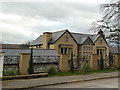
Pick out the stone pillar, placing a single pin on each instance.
(63, 63)
(24, 63)
(117, 60)
(1, 63)
(93, 61)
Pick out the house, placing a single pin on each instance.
(82, 45)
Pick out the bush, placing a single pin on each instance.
(113, 68)
(10, 72)
(51, 70)
(85, 67)
(71, 63)
(30, 69)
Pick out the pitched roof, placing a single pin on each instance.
(13, 46)
(114, 50)
(79, 38)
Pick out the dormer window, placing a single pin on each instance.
(66, 39)
(101, 42)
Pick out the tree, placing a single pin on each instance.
(110, 60)
(30, 69)
(110, 22)
(71, 63)
(101, 61)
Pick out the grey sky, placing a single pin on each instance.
(23, 21)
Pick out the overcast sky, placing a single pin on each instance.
(23, 21)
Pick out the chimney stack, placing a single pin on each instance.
(47, 36)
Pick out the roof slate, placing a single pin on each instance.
(80, 38)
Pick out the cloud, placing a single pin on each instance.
(24, 21)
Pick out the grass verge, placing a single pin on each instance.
(82, 73)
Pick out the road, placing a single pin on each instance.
(101, 83)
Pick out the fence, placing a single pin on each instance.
(39, 62)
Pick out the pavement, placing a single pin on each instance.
(39, 82)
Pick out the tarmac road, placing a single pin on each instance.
(101, 83)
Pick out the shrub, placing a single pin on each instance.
(51, 70)
(85, 67)
(71, 63)
(10, 72)
(101, 61)
(30, 69)
(113, 68)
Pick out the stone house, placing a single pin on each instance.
(82, 45)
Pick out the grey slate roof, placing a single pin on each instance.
(36, 52)
(79, 38)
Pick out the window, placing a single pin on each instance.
(101, 42)
(89, 48)
(66, 39)
(84, 48)
(97, 51)
(98, 63)
(65, 50)
(86, 42)
(61, 50)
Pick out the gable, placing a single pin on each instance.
(88, 40)
(104, 42)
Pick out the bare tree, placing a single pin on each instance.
(110, 22)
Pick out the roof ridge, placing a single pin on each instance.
(59, 31)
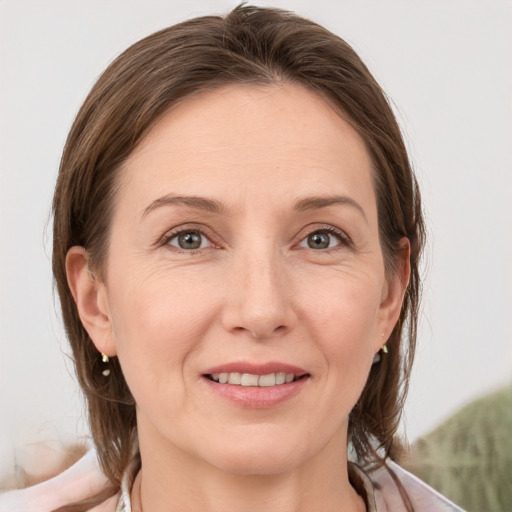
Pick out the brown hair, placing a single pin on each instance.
(250, 45)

**WORK TO BE COMPLETED**
Change every "Pick out" in the listing above to "Locate" and write out the whole listing again with nothing else altered. Leave the pictures out.

**ANSWER BELOW**
Locate the stone pillar, placing a single pin on each instance.
(63, 63)
(24, 63)
(117, 60)
(1, 63)
(93, 61)
Locate the house, placing a single pin on each instance.
(82, 45)
Locate the bush, placing a single pin on each instance.
(113, 68)
(10, 72)
(51, 70)
(85, 67)
(71, 63)
(30, 69)
Locate the pitched roof, placing a single pin on each instance.
(13, 46)
(114, 50)
(79, 38)
Locate the dormer window, placing a single pin on each instance.
(66, 39)
(101, 42)
Locate the tree, placing a single pin on each instance.
(110, 60)
(30, 69)
(110, 22)
(71, 63)
(101, 61)
Locate the grey sky, placing a single pin on each instance.
(23, 21)
Locate the overcast sky, placing a single pin on each instance.
(23, 21)
Locate the chimney stack, placing a single pin on each instance.
(47, 36)
Locate the roof slate, placing a single pin on each instance.
(80, 38)
Locate the cloud, placing a single pin on each instance.
(24, 21)
Locate the grass verge, placing a single pin on each instance.
(82, 73)
Locate the road, placing a single pin on each instance.
(101, 83)
Locate the fence, placing a single pin on each instance.
(39, 62)
Locate the pavement, placing a single pin on each instance.
(39, 82)
Locate the tarmac road, placing a single pin on each instance.
(101, 83)
Locate the shrub, placing a single pin on each instance.
(51, 70)
(85, 67)
(71, 63)
(10, 72)
(101, 61)
(30, 69)
(113, 68)
Locate the stone house, placing a single pin on each instance.
(82, 45)
Locate the grey slate roof, placing a single pin on each instance.
(36, 52)
(79, 38)
Locate the window, placing a single pin on each instance.
(101, 42)
(89, 48)
(66, 39)
(84, 48)
(97, 51)
(98, 63)
(65, 50)
(86, 42)
(61, 50)
Locate the gable, placing a single pin on each instance.
(88, 40)
(104, 42)
Locate the bare tree, placing a single pin on each instance.
(110, 22)
Locate the roof ridge, placing a single pin on each instance.
(59, 31)
Locate the brown hair, placing a single pin on each instance.
(250, 45)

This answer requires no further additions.